=== SOURCE TEXT ===

Josephine KnightSchumann's cello concerto, one of the last works he wrote, has become a firm favourite with soloists and audiences alike - but the version commonly heard today is in fact the result of fairly heavy modification by the intended first performer Emil Bockmühl (and subsequent others. Having had her interest as a performer piqued by discrepancies between the various extant editions, cellist Josephine Knight embarked on an ambitious project to track down the manuscript and recapture the original version of the concerto, which she concluded had been so obscured by later additions as to be unrecognisable.

This album, in which she performs her own new edition of the concerto, is the result - a work of both musicianship and musicology, peeling back centuries of alterations and revealing a very different work to the one we usually hear. By comparison, the "new" concerto is both lighter in spirit in some places, and far more lyrical in others. I spoke to Josephine about this project, and about how the cello concerto came to be so heavily modified in the first place.

===

- YOUR GOAL:
Copy out the passage on Schumann's cello concerto word for word, from start to finish. The entries that follow were taken from a separate source and are unrelated to the passage on Schumann's cello concerto.

=== EXTRACTED MATERIAL ===

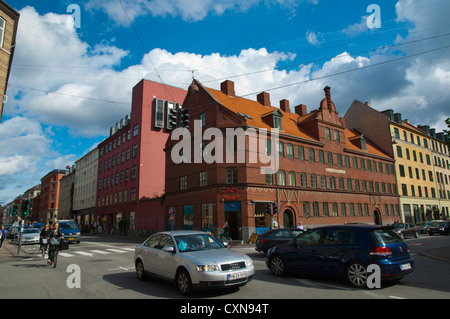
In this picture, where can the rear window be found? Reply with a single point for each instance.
(70, 225)
(386, 236)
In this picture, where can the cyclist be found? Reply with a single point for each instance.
(45, 231)
(55, 233)
(226, 230)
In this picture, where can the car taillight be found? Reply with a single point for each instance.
(381, 251)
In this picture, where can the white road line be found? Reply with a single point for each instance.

===

- FULL ANSWER:
Josephine KnightSchumann's cello concerto, one of the last works he wrote, has become a firm favourite with soloists and audiences alike - but the version commonly heard today is in fact the result of fairly heavy modification by the intended first performer Emil Bockmühl (and subsequent others. Having had her interest as a performer piqued by discrepancies between the various extant editions, cellist Josephine Knight embarked on an ambitious project to track down the manuscript and recapture the original version of the concerto, which she concluded had been so obscured by later additions as to be unrecognisable.

This album, in which she performs her own new edition of the concerto, is the result - a work of both musicianship and musicology, peeling back centuries of alterations and revealing a very different work to the one we usually hear. By comparison, the "new" concerto is both lighter in spirit in some places, and far more lyrical in others. I spoke to Josephine about this project, and about how the cello concerto came to be so heavily modified in the first place.